→ **TASK TO COMPLETE**
Update the notes offering announcement by rewriting the passage that begins at the words "CONVERTIBLE SENIOR SUBORDINATED NOTES OFFERING" and stops after "customary closing conditions.", with "private offering" replaced by "confidential offering".

This excerpt taken from the EYE 8-K filed Jul 13, 2005.
CONVERTIBLE SENIOR SUBORDINATED NOTES OFFERING
(SANTA ANA, CA), July 13, 2005 Advanced Medical Optics, Inc. (AMO) [NYSE: EYE], today announced the pricing of a private offering of $150 million aggregate principal amount of its 1.375% convertible senior subordinated notes due 2025. The notes were offered only to qualified institutional buyers pursuant to Rule 144A under the Securities Act of 1933. The sale of the notes is expected to close on July 18, 2005, subject to customary closing conditions.
The notes will be unsecured senior subordinated obligations of AMO and will pay interest semi-annually at an annual rate of 1.375%. Prior to June 1, 2011, the notes will be convertible, only upon specified events, at the option of the holder into cash and, in certain circumstances, shares of AMOs common stock at an initial conversion price of approximately $47.60 per share (or an initial conversion rate of 21.0084 shares per $1,000 principal amount of notes). On or after June 1, 2011, the notes will be convertible at any time prior to maturity at the option of the holder into cash and, in certain circumstances, shares of AMOs common stock at the above initial conversion rate, subject to adjustment. The initial conversion price represents a 12.53% premium to the $42.30 per share closing price of AMOs common stock on The New York Stock Exchange on July 12, 2005.

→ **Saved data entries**
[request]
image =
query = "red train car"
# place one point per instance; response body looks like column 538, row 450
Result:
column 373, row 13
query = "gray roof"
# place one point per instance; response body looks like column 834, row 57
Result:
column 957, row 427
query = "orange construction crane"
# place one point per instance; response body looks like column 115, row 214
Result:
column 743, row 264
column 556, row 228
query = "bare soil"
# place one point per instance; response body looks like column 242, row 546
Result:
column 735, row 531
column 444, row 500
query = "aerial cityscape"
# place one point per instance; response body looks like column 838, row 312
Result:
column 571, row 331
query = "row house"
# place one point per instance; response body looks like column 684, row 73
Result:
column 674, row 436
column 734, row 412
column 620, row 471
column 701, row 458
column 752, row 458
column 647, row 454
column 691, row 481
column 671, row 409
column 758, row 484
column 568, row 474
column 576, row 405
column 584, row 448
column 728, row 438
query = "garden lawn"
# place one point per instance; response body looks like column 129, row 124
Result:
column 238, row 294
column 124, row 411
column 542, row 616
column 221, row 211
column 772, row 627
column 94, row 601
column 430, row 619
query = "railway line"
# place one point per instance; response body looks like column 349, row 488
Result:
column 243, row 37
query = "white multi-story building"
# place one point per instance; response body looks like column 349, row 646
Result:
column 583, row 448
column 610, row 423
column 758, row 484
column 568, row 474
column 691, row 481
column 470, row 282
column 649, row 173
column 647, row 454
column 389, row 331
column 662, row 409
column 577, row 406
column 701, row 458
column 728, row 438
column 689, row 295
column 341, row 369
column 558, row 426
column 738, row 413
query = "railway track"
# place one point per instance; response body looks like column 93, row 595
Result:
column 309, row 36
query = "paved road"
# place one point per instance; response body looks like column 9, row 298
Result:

→ **YOUR RESPONSE**
CONVERTIBLE SENIOR SUBORDINATED NOTES OFFERING
(SANTA ANA, CA), July 13, 2005 Advanced Medical Optics, Inc. (AMO) [NYSE: EYE], today announced the pricing of a confidential offering of $150 million aggregate principal amount of its 1.375% convertible senior subordinated notes due 2025. The notes were offered only to qualified institutional buyers pursuant to Rule 144A under the Securities Act of 1933. The sale of the notes is expected to close on July 18, 2005, subject to customary closing conditions.